▸ **What to work on**:
Copy the data from its first line through the line containing "left=73, top=102, right=128, bottom=202", inclusive, substituting "inspect" for every "examine" and changing nothing else. Leave the pictures out.
* START Records *
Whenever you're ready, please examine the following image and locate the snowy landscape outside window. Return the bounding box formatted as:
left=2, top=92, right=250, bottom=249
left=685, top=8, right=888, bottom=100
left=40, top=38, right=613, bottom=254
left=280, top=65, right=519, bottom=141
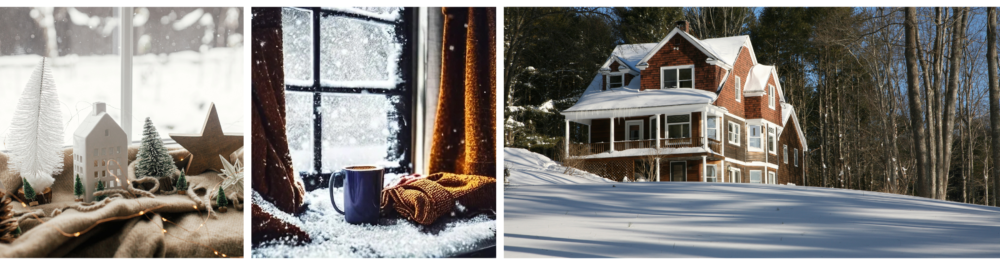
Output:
left=280, top=7, right=415, bottom=186
left=0, top=7, right=121, bottom=146
left=660, top=65, right=694, bottom=88
left=0, top=7, right=244, bottom=146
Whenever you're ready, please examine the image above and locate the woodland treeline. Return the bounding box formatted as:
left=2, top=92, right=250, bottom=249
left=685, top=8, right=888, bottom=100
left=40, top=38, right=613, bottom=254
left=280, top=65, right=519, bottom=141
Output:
left=503, top=7, right=1000, bottom=205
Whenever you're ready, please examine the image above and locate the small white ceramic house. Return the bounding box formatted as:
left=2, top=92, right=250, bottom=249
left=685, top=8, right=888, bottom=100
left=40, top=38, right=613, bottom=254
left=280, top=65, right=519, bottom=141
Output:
left=73, top=102, right=128, bottom=202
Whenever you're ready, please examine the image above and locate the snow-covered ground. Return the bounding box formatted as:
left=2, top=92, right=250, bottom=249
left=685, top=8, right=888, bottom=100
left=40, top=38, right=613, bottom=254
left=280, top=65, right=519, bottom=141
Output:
left=251, top=174, right=496, bottom=258
left=504, top=182, right=1000, bottom=258
left=503, top=148, right=614, bottom=185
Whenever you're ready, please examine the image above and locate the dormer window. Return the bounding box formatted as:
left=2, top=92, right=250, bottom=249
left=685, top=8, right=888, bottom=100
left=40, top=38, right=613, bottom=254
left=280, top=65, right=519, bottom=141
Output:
left=608, top=75, right=625, bottom=88
left=767, top=85, right=778, bottom=109
left=660, top=64, right=694, bottom=88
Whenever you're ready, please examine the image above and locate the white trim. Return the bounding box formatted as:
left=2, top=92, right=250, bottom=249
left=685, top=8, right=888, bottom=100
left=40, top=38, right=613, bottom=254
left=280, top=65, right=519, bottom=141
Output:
left=726, top=121, right=743, bottom=146
left=659, top=64, right=697, bottom=89
left=624, top=120, right=646, bottom=141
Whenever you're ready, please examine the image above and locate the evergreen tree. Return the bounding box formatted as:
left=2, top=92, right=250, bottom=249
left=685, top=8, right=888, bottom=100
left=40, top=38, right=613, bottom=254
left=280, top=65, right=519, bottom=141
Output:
left=215, top=186, right=229, bottom=207
left=73, top=174, right=84, bottom=198
left=21, top=178, right=35, bottom=201
left=94, top=181, right=107, bottom=201
left=135, top=117, right=177, bottom=178
left=174, top=171, right=188, bottom=190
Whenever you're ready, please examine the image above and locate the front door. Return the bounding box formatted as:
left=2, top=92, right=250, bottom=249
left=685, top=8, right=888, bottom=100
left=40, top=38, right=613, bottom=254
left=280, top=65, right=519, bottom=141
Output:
left=670, top=161, right=687, bottom=181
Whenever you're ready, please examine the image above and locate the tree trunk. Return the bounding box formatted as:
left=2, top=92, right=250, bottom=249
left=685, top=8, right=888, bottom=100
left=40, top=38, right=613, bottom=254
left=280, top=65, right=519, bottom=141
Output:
left=986, top=7, right=1000, bottom=205
left=903, top=7, right=931, bottom=197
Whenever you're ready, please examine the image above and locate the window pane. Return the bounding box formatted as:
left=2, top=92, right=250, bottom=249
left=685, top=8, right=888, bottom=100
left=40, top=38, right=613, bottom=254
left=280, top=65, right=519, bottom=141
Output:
left=133, top=7, right=246, bottom=141
left=320, top=94, right=401, bottom=173
left=667, top=115, right=691, bottom=123
left=285, top=91, right=316, bottom=173
left=320, top=16, right=402, bottom=89
left=282, top=7, right=313, bottom=86
left=663, top=69, right=677, bottom=88
left=678, top=68, right=692, bottom=80
left=0, top=7, right=119, bottom=144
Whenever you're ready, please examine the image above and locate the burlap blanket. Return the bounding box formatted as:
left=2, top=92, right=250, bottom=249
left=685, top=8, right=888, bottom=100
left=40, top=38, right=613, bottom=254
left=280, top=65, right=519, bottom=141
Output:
left=0, top=146, right=243, bottom=258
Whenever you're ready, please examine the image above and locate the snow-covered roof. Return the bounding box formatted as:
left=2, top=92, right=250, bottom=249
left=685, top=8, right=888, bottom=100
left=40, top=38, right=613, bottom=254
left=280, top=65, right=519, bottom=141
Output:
left=563, top=74, right=718, bottom=112
left=700, top=35, right=752, bottom=65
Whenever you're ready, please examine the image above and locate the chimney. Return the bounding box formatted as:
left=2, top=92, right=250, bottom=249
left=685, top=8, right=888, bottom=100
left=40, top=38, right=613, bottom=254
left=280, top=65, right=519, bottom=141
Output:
left=94, top=102, right=107, bottom=116
left=676, top=20, right=691, bottom=34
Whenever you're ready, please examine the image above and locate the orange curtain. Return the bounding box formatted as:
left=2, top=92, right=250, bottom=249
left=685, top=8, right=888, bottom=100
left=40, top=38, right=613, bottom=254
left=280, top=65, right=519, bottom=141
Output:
left=428, top=7, right=497, bottom=178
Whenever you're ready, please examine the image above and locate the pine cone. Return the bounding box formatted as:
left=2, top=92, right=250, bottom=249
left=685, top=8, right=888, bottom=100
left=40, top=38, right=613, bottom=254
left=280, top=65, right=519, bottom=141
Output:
left=0, top=191, right=18, bottom=243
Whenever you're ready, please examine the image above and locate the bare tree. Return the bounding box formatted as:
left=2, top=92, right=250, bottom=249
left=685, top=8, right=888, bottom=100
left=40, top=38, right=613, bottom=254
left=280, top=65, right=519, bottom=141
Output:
left=986, top=7, right=1000, bottom=205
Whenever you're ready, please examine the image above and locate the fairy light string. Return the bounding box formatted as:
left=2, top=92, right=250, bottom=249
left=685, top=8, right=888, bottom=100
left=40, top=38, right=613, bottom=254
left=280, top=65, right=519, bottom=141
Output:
left=11, top=159, right=242, bottom=258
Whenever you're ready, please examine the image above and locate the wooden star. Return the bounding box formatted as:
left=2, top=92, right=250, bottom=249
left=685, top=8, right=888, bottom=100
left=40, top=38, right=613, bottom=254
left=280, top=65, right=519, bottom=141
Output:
left=170, top=103, right=243, bottom=175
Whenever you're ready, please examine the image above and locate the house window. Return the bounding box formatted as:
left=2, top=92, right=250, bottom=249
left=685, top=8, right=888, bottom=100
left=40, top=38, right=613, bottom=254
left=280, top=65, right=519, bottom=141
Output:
left=705, top=165, right=718, bottom=182
left=281, top=8, right=416, bottom=179
left=733, top=76, right=743, bottom=102
left=729, top=122, right=740, bottom=145
left=747, top=125, right=761, bottom=150
left=660, top=64, right=694, bottom=88
left=767, top=127, right=778, bottom=154
left=625, top=120, right=645, bottom=141
left=706, top=116, right=719, bottom=141
left=795, top=148, right=799, bottom=167
left=767, top=85, right=778, bottom=109
left=608, top=75, right=625, bottom=88
left=729, top=167, right=743, bottom=183
left=781, top=144, right=788, bottom=164
left=663, top=114, right=691, bottom=139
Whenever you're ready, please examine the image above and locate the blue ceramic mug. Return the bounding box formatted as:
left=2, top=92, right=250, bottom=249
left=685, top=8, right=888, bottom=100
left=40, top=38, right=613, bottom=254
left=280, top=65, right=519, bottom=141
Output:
left=330, top=166, right=385, bottom=224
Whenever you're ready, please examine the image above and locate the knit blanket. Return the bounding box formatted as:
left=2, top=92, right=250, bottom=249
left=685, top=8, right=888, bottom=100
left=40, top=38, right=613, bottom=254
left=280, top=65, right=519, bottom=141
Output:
left=0, top=146, right=243, bottom=258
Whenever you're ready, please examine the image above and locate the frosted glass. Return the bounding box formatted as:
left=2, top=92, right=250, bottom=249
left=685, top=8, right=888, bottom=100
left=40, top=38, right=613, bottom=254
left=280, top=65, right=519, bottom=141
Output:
left=285, top=91, right=316, bottom=173
left=282, top=8, right=313, bottom=86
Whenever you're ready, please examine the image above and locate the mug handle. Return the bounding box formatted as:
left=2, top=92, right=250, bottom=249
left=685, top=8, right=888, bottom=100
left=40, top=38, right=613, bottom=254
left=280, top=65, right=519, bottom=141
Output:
left=330, top=171, right=347, bottom=215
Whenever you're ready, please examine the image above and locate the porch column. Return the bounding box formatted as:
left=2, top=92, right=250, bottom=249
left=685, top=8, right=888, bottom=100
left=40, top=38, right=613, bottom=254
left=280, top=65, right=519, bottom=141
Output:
left=656, top=157, right=660, bottom=182
left=563, top=120, right=569, bottom=158
left=653, top=114, right=664, bottom=149
left=608, top=117, right=615, bottom=153
left=701, top=156, right=708, bottom=182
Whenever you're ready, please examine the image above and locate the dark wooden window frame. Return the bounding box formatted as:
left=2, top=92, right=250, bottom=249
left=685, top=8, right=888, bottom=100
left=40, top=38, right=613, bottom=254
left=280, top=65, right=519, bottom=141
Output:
left=285, top=7, right=420, bottom=190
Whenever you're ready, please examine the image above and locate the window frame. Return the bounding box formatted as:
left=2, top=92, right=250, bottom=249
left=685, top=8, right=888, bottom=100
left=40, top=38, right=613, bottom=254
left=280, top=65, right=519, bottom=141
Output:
left=747, top=124, right=764, bottom=152
left=733, top=75, right=743, bottom=102
left=705, top=115, right=721, bottom=142
left=660, top=64, right=697, bottom=89
left=728, top=121, right=741, bottom=146
left=767, top=84, right=777, bottom=109
left=781, top=144, right=788, bottom=165
left=625, top=120, right=645, bottom=141
left=282, top=7, right=421, bottom=190
left=795, top=148, right=799, bottom=167
left=767, top=126, right=778, bottom=155
left=604, top=72, right=625, bottom=90
left=705, top=164, right=719, bottom=182
left=750, top=170, right=764, bottom=184
left=728, top=167, right=743, bottom=183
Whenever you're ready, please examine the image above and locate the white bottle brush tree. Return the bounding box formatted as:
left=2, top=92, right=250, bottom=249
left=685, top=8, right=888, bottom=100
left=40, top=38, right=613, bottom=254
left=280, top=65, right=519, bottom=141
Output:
left=6, top=58, right=63, bottom=191
left=135, top=118, right=177, bottom=178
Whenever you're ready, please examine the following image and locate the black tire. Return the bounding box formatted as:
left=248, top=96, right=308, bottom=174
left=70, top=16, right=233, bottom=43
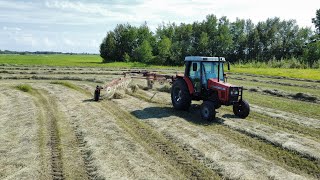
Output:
left=201, top=101, right=216, bottom=121
left=94, top=90, right=100, bottom=101
left=233, top=100, right=250, bottom=119
left=171, top=79, right=191, bottom=110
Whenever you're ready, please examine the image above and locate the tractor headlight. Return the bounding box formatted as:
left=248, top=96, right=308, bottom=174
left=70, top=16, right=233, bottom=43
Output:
left=230, top=88, right=239, bottom=95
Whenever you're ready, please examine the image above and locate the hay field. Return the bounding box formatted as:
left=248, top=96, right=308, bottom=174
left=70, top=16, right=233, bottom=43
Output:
left=0, top=65, right=320, bottom=179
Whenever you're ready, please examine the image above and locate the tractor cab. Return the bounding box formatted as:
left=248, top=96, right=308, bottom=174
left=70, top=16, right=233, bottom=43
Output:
left=185, top=56, right=229, bottom=93
left=171, top=56, right=250, bottom=120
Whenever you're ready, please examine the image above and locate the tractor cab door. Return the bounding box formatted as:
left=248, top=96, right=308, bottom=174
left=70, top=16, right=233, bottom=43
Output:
left=188, top=62, right=201, bottom=92
left=202, top=62, right=218, bottom=89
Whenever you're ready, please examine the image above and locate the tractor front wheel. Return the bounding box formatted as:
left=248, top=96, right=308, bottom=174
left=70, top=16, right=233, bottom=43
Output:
left=171, top=79, right=191, bottom=110
left=233, top=100, right=250, bottom=119
left=201, top=101, right=216, bottom=121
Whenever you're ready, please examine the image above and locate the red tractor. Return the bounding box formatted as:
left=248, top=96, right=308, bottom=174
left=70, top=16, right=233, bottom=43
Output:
left=171, top=56, right=250, bottom=121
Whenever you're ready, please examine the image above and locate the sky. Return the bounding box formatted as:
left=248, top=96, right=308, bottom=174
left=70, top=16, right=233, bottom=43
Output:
left=0, top=0, right=320, bottom=53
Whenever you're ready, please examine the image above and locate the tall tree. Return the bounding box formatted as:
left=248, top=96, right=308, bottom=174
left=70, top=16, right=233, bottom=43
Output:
left=312, top=9, right=320, bottom=35
left=100, top=31, right=116, bottom=62
left=156, top=36, right=172, bottom=64
left=135, top=40, right=153, bottom=63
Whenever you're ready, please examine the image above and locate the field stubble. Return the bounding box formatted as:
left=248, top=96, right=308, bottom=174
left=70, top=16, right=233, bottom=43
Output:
left=0, top=66, right=320, bottom=179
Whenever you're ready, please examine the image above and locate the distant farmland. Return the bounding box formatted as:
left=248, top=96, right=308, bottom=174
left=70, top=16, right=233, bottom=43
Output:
left=0, top=55, right=320, bottom=179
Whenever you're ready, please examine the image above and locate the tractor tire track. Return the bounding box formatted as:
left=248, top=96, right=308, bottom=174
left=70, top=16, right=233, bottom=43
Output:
left=221, top=115, right=320, bottom=162
left=230, top=73, right=320, bottom=83
left=39, top=84, right=185, bottom=179
left=34, top=90, right=65, bottom=180
left=124, top=86, right=320, bottom=163
left=0, top=84, right=45, bottom=179
left=114, top=97, right=308, bottom=179
left=250, top=104, right=320, bottom=129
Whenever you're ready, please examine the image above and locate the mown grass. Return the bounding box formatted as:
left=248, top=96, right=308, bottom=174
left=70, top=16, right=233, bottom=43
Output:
left=231, top=67, right=320, bottom=80
left=244, top=91, right=320, bottom=118
left=58, top=81, right=221, bottom=179
left=50, top=81, right=84, bottom=92
left=229, top=79, right=320, bottom=97
left=205, top=124, right=320, bottom=177
left=15, top=84, right=32, bottom=92
left=0, top=54, right=181, bottom=69
left=0, top=55, right=320, bottom=80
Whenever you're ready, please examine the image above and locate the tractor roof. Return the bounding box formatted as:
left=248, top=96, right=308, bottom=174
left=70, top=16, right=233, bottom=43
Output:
left=184, top=56, right=226, bottom=62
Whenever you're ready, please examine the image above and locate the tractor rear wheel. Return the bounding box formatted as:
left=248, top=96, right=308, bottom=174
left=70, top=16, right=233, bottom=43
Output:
left=171, top=79, right=191, bottom=110
left=233, top=100, right=250, bottom=119
left=94, top=90, right=100, bottom=101
left=201, top=101, right=216, bottom=121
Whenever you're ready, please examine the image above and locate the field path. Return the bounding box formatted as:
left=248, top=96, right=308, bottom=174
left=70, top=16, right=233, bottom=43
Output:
left=0, top=85, right=46, bottom=179
left=114, top=97, right=312, bottom=179
left=250, top=104, right=320, bottom=129
left=36, top=83, right=185, bottom=179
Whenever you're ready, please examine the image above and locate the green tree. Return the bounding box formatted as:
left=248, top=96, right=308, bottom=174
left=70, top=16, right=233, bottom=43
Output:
left=312, top=9, right=320, bottom=35
left=304, top=41, right=320, bottom=68
left=135, top=40, right=153, bottom=64
left=197, top=32, right=209, bottom=56
left=100, top=31, right=117, bottom=63
left=157, top=36, right=172, bottom=64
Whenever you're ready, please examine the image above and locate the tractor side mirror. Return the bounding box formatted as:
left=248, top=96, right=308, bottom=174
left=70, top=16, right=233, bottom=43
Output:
left=192, top=63, right=198, bottom=71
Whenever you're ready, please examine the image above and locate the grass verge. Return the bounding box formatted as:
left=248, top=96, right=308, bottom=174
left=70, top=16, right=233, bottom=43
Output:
left=15, top=84, right=32, bottom=92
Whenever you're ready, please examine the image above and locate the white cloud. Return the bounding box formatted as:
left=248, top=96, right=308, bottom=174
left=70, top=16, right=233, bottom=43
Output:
left=0, top=0, right=320, bottom=53
left=43, top=37, right=56, bottom=48
left=63, top=38, right=75, bottom=46
left=2, top=26, right=22, bottom=31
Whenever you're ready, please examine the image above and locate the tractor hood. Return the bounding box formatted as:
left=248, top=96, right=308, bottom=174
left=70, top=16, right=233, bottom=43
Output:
left=208, top=78, right=238, bottom=90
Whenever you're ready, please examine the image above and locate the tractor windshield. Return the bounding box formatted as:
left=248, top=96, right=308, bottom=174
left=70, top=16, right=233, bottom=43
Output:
left=202, top=62, right=224, bottom=85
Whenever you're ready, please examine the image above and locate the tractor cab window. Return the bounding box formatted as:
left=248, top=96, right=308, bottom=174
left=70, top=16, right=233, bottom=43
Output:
left=202, top=62, right=224, bottom=87
left=189, top=62, right=201, bottom=92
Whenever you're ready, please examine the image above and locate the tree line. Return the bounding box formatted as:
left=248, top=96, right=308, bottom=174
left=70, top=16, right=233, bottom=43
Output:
left=100, top=9, right=320, bottom=67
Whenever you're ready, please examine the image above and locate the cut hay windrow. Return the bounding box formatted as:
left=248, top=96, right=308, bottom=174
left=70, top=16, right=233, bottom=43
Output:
left=102, top=78, right=131, bottom=99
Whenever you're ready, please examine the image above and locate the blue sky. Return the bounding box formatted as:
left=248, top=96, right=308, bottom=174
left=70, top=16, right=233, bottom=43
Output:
left=0, top=0, right=320, bottom=53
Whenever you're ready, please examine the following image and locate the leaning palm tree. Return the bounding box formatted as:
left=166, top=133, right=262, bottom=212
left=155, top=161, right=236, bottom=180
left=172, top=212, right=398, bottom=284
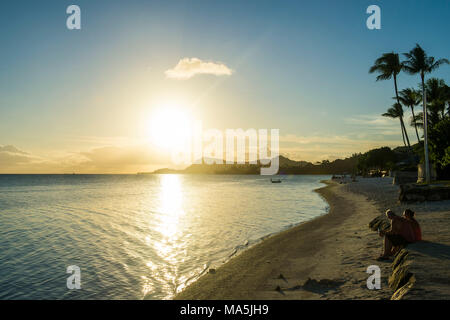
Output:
left=369, top=52, right=411, bottom=148
left=403, top=44, right=449, bottom=183
left=399, top=88, right=422, bottom=142
left=382, top=103, right=406, bottom=147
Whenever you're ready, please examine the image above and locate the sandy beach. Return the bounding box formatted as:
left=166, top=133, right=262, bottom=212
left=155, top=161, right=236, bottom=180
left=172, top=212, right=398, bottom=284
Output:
left=175, top=178, right=450, bottom=300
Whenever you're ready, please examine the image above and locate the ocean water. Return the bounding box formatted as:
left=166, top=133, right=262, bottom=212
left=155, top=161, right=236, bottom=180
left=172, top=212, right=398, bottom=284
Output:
left=0, top=175, right=329, bottom=299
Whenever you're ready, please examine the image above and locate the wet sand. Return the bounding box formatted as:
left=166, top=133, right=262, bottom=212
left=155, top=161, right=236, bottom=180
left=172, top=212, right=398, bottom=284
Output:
left=175, top=182, right=392, bottom=300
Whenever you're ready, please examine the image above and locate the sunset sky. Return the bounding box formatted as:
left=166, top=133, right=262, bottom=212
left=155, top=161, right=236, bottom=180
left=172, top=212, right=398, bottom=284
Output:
left=0, top=0, right=450, bottom=173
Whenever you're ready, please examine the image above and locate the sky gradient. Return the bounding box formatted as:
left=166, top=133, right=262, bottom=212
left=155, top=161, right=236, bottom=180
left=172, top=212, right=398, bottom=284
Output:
left=0, top=0, right=450, bottom=173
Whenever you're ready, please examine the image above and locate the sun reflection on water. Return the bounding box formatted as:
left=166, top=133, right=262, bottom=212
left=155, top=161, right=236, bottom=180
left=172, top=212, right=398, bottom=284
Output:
left=143, top=174, right=184, bottom=294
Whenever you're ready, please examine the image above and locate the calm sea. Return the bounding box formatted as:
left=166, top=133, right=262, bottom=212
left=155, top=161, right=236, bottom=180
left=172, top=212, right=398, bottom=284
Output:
left=0, top=175, right=329, bottom=299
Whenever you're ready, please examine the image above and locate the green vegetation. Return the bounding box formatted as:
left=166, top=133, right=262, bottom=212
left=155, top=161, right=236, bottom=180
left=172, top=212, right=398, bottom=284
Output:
left=370, top=44, right=450, bottom=179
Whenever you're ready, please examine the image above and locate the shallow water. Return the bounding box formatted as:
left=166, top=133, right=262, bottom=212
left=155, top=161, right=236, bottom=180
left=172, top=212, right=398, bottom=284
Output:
left=0, top=175, right=329, bottom=299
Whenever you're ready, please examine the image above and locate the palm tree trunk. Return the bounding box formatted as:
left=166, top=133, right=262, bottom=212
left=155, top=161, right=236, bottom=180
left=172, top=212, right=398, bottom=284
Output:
left=411, top=106, right=420, bottom=142
left=394, top=73, right=411, bottom=151
left=420, top=72, right=431, bottom=183
left=399, top=118, right=407, bottom=147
* END Records *
▸ **Answer for this exercise**:
Whenever you're ready, please inspect the following image and locate the snowy landscape outside window. Return the bounding box formatted as:
left=2, top=92, right=250, bottom=249
left=685, top=8, right=888, bottom=100
left=40, top=38, right=613, bottom=254
left=280, top=65, right=519, bottom=141
Output:
left=280, top=7, right=415, bottom=186
left=0, top=7, right=121, bottom=146
left=660, top=65, right=694, bottom=88
left=0, top=7, right=244, bottom=146
Whenever you're ready, please inspect the image above and locate the woodland treeline. Return the bounding box formatted as:
left=2, top=92, right=250, bottom=249
left=685, top=8, right=888, bottom=100
left=40, top=38, right=613, bottom=254
left=280, top=65, right=519, bottom=141
Output:
left=503, top=7, right=1000, bottom=205
Whenever you're ready, please inspect the image above and locate the small white ceramic house. Return the bounding box formatted as:
left=2, top=92, right=250, bottom=249
left=685, top=8, right=888, bottom=100
left=40, top=38, right=613, bottom=254
left=280, top=65, right=519, bottom=141
Output:
left=73, top=102, right=128, bottom=202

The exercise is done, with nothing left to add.